To do: Among the entries below, format everything from the line containing "Return one point per instance of the white and" down to the line containing "pixel 26 320", both included, as a JSON list of strings with one string per line and blank lines left out.

[Dataset excerpt]
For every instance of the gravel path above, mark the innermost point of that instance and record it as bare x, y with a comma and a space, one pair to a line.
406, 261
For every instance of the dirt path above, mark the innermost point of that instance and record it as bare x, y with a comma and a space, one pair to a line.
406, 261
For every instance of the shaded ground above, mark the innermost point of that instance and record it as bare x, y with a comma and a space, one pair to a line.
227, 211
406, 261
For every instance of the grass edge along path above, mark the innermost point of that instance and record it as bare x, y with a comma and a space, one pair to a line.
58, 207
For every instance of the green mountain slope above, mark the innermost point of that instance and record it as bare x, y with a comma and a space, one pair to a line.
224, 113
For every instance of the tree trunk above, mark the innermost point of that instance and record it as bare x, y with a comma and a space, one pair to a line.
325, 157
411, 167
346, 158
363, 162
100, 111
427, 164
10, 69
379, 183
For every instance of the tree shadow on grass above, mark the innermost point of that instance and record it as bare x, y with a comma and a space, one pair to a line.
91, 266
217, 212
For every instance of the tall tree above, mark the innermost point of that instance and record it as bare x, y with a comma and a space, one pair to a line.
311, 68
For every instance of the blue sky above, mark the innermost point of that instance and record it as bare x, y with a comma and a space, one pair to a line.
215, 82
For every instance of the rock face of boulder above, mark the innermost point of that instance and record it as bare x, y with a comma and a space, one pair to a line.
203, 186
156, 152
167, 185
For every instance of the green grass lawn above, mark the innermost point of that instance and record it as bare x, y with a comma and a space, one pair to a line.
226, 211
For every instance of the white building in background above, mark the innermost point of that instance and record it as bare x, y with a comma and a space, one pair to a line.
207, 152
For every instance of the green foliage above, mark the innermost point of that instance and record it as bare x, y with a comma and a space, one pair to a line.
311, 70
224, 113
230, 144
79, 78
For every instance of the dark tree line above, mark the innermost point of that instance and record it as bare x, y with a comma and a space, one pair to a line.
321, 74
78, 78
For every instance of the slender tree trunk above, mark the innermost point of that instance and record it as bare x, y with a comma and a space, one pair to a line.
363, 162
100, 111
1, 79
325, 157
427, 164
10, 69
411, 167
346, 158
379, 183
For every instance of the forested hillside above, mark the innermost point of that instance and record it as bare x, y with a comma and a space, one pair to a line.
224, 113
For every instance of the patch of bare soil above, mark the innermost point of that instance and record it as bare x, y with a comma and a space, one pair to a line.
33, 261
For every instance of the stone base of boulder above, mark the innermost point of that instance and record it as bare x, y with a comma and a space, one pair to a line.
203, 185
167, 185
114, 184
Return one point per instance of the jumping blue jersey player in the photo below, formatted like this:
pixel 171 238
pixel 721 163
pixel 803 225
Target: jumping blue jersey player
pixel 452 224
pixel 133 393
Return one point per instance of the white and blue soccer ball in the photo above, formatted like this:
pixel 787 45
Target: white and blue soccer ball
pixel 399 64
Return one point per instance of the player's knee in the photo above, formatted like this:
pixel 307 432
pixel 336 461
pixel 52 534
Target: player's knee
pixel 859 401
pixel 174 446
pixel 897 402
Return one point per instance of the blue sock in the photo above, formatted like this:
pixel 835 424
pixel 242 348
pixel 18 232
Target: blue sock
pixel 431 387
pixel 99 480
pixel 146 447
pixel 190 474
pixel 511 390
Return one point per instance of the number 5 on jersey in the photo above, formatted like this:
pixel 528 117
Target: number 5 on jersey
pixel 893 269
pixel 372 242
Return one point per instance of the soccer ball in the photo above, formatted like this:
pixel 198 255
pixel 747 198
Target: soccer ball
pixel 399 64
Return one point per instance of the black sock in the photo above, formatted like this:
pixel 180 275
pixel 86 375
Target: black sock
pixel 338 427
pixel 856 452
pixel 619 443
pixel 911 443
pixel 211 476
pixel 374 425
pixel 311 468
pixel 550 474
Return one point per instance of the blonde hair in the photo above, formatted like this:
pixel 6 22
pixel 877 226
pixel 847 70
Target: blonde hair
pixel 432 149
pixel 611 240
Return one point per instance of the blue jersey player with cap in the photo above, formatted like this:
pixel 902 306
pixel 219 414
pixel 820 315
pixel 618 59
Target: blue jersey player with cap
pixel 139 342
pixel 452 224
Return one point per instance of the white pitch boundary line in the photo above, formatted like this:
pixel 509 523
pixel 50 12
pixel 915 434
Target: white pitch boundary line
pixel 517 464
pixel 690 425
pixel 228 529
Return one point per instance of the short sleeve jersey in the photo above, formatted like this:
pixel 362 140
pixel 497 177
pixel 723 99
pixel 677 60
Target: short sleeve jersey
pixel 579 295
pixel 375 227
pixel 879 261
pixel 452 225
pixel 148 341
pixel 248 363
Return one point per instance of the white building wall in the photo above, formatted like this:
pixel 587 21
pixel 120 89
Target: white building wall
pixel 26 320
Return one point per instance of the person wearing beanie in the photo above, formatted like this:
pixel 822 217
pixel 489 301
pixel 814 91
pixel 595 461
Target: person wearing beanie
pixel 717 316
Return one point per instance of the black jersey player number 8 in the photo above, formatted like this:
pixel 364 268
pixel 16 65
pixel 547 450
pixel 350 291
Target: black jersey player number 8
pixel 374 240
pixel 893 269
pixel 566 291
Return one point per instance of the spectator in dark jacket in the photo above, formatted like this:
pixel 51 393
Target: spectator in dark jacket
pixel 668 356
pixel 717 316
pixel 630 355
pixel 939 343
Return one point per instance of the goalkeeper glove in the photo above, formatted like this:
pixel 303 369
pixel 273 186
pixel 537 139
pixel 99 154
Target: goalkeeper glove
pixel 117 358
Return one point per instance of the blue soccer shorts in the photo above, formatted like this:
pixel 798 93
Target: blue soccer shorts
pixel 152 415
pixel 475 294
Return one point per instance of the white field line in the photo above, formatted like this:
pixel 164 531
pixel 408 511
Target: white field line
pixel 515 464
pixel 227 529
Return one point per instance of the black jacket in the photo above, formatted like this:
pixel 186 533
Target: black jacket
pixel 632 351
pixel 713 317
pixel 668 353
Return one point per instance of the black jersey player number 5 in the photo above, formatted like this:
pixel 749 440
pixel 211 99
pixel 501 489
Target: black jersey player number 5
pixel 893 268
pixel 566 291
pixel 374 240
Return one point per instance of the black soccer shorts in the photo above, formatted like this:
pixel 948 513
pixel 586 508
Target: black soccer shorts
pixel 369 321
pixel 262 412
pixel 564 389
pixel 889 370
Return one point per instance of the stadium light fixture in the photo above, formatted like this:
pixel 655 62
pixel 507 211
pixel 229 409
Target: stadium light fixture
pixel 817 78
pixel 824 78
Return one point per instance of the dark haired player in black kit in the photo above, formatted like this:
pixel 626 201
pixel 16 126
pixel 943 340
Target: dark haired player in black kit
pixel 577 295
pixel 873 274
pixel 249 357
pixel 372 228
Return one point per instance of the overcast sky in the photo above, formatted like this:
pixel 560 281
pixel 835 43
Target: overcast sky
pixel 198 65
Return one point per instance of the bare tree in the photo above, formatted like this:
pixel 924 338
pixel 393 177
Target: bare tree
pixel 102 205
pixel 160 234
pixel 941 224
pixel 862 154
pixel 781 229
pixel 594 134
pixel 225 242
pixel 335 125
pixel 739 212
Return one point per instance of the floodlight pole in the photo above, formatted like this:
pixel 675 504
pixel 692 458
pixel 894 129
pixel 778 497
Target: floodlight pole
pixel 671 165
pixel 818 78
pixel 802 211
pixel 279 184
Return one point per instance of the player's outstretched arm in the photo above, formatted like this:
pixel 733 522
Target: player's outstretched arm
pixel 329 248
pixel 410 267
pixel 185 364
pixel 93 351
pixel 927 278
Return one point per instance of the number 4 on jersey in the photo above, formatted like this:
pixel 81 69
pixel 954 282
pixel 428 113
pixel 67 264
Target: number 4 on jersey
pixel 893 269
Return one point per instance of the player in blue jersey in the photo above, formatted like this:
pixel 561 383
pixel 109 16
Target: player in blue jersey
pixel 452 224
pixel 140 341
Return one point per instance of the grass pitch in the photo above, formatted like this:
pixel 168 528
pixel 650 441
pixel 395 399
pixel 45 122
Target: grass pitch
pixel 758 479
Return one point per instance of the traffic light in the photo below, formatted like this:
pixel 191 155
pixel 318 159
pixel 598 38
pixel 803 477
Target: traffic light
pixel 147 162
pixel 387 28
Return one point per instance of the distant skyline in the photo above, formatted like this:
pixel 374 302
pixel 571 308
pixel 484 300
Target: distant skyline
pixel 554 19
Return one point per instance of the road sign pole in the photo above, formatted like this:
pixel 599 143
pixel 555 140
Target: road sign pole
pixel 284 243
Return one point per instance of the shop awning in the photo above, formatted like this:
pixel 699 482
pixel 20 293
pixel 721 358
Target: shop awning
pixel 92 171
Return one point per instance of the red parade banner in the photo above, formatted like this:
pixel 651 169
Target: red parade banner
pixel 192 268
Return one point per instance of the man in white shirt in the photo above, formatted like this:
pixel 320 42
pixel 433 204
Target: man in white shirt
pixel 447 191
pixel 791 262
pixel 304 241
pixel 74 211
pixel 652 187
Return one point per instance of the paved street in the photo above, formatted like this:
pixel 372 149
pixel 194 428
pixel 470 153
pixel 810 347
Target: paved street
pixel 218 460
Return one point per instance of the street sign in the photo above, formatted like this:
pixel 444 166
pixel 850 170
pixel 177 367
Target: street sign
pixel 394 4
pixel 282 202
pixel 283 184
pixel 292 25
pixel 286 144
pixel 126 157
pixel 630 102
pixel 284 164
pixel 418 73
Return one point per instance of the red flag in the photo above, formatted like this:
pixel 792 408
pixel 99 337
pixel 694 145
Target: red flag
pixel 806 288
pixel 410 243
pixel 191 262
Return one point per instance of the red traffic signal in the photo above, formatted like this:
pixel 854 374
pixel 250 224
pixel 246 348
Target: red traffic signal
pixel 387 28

Solution to this problem:
[
  "Return one point per instance of the white and blue soccer ball in the photo above, formatted like this:",
  "pixel 787 45",
  "Target: white and blue soccer ball",
  "pixel 399 64",
  "Return one point per instance of the player's knee in the photo above, formatted like this:",
  "pixel 307 432",
  "pixel 336 461",
  "pixel 52 534",
  "Target: player's knee",
  "pixel 859 401",
  "pixel 174 446",
  "pixel 897 402",
  "Return one point per instance of the blue sock in the photo above, formatted like this:",
  "pixel 835 424",
  "pixel 242 348",
  "pixel 18 232",
  "Target: blue sock",
  "pixel 431 387",
  "pixel 99 480",
  "pixel 146 447",
  "pixel 190 474",
  "pixel 511 390",
  "Return one point per instance of the number 5 on jersey in the photo above, formatted like this:",
  "pixel 528 117",
  "Target: number 5 on jersey",
  "pixel 893 269",
  "pixel 372 242",
  "Return one point per instance of the soccer ball in the photo above, formatted like this:",
  "pixel 198 255",
  "pixel 747 198",
  "Target: soccer ball",
  "pixel 399 64",
  "Return one point per instance of the black sock in the photo above, formatted like this:",
  "pixel 180 275",
  "pixel 86 375",
  "Target: black sock",
  "pixel 338 427",
  "pixel 856 452",
  "pixel 619 443",
  "pixel 911 443",
  "pixel 211 476",
  "pixel 374 425",
  "pixel 311 468",
  "pixel 550 474",
  "Return one point per instance of the blonde hair in the photo above, formatted like this:",
  "pixel 6 22",
  "pixel 877 226",
  "pixel 847 70",
  "Target: blonde hair",
  "pixel 432 149",
  "pixel 611 240",
  "Return one point per instance of the blue jersey player with cap in the photo above, formatted like this:",
  "pixel 902 306",
  "pixel 219 414",
  "pixel 820 315",
  "pixel 618 59",
  "Target: blue jersey player with cap",
  "pixel 139 342",
  "pixel 452 224",
  "Return one point per instance of the white pitch boundary line in the photo above, formatted like this:",
  "pixel 509 523",
  "pixel 50 12",
  "pixel 915 434",
  "Target: white pitch boundary line",
  "pixel 517 464",
  "pixel 690 425",
  "pixel 228 529",
  "Return one point per instance of the short sleeve jersey in the photo above, formatted like this:",
  "pixel 362 140",
  "pixel 497 177",
  "pixel 723 99",
  "pixel 677 60",
  "Target: short sleeve jersey",
  "pixel 579 295",
  "pixel 375 227",
  "pixel 879 261",
  "pixel 452 225",
  "pixel 148 341",
  "pixel 248 363",
  "Return one point per instance of the white building wall in the photo above, formatted like this:",
  "pixel 587 21",
  "pixel 120 89",
  "Target: white building wall",
  "pixel 26 320"
]